Giovanni Pierluigi da Palestrina (1514-1594) may be considered the first to attain relative perfection in culmination of some centuries of musical evolution. Since his works are among the oldest that still carry charm to modern ears, and because they represent the beauty, the polish and the spirit usually associated with classic art, Palestrina is seen to stand on a fine vantage ground connecting the two or three centuries which preceded, and the nearly four centuries which have elapsed since his time.

It is not the rule in world history that great events stand entirely isolated, either as to time or as to conditions prevailing about the earth. The succession of musical influences which could finally produce a Palestrina had been certainly at work since the twelfth century era of the Provence singers, those troubadours whose art continued into the time and artistic consciousness of the poet Petrarch. It was a long time after the arrival of the troubadours and the minnesingers before the art of musical notation had become exact enough to indicate rhythm at all. Yet is was through the life they led, particularly in supplying moods not germane to the Church, that the masses, motets and chansons of the Church were liberalized to the entertaining type of the Flemish and Italian frottole and to the madrigal, which became the dominating pastime of the very century in which Palestrina lived.

Continuing for awhile the process of association as against isolation, one observes what was the nature of other enterprises going on all over the world, from the time of the troubadours to the birth of Palestrina. Probably earliest of all, the mid era of Provencal song, on themes of heroism and the love of woman, was surely covered by the remarkable military ascendancy of the Mongol Tartars under Genghis Khan (1162-1227). And at the time of the Tartar crossing of the Caucasus into Russia, in 1225, England had evolved the round and was soon to produce the true four part canon which is still preserved in the British Museum. Another half century found Dante helping to fix the Italian language, just as the Koran, centuries before, had fixed classic Arabic, as Chaucer contributed to the English language a century after Dante, and as Luther organized the German, still a century after Chaucer. By the year 1400, musical polyphony had been mastered, and in 1416 and 1419 Dufay was already writing polyphony for wedding celebrations. Just then the painters Hubert and Jan van Eyck were in their prime. Meantime Dante, Chaucer and Petrarch were dead, yet their works were contributing powerfully to that changed attitude toward intellectual activity, the Renaissance, that Revival of Learning which came to full power about 1450, and which still holds place as one of the most significant of all cultural eras.

☆ ☆ ☆ ☆ ☆

■ **Stated problem a**
Repeat the passage on Palestrina word for word, starting at "It is not the" and ending at "which Palestrina lived.".
The listing has no connection to the passage on Palestrina.

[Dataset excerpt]

☆ ☆ ☆ ☆ ☆

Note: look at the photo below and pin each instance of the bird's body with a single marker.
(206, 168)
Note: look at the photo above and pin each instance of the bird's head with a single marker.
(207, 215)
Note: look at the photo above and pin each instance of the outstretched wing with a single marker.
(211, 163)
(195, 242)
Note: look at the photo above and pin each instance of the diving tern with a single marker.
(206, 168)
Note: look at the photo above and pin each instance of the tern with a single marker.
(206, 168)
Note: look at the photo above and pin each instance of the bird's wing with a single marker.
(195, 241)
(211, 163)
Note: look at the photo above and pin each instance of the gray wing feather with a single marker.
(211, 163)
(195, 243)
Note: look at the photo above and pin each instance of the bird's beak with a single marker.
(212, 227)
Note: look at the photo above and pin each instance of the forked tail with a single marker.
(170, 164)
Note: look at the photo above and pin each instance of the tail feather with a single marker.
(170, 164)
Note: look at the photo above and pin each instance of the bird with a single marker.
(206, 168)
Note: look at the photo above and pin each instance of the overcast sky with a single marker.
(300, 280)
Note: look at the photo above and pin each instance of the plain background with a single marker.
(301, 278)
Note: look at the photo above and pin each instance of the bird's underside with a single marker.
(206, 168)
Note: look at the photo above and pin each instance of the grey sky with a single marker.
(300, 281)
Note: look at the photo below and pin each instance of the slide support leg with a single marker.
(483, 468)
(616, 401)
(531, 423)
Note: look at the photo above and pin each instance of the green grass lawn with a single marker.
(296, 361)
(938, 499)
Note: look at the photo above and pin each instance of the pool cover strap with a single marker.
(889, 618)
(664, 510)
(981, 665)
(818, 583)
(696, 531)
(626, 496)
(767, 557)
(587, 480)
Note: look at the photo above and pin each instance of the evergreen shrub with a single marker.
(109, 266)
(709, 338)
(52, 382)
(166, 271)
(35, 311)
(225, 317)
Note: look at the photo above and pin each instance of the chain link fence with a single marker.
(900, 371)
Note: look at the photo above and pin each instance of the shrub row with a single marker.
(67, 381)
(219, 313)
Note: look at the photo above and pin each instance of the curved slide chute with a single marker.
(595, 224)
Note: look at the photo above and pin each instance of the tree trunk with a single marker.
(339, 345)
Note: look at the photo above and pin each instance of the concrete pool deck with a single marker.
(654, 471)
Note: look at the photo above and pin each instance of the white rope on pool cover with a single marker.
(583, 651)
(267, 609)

☆ ☆ ☆ ☆ ☆

■ **Stated problem b**
Reproduce the lines of the listing word for word, starting at the line that contains "fence with a single marker." and ending with the last line of the listing.

■ **Task solution a**
It is not the rule in world history that great events stand entirely isolated, either as to time or as to conditions prevailing about the earth. The succession of musical influences which could finally produce a Palestrina had been certainly at work since the twelfth century era of the Provence singers, those troubadours whose art continued into the time and artistic consciousness of the poet Petrarch. It was a long time after the arrival of the troubadours and the minnesingers before the art of musical notation had become exact enough to indicate rhythm at all. Yet is was through the life they led, particularly in supplying moods not germane to the Church, that the masses, motets and chansons of the Church were liberalized to the entertaining type of the Flemish and Italian frottole and to the madrigal, which became the dominating pastime of the very century in which Palestrina lived.

■ **Task solution b**
Note: look at the photo above and pin each instance of the chain link fence with a single marker.
(900, 371)
Note: look at the photo above and pin each instance of the shrub row with a single marker.
(67, 381)
(219, 313)
Note: look at the photo above and pin each instance of the curved slide chute with a single marker.
(595, 224)
Note: look at the photo above and pin each instance of the tree trunk with a single marker.
(339, 345)
Note: look at the photo above and pin each instance of the concrete pool deck with a single marker.
(654, 471)
Note: look at the photo above and pin each instance of the white rope on pool cover with a single marker.
(583, 651)
(267, 609)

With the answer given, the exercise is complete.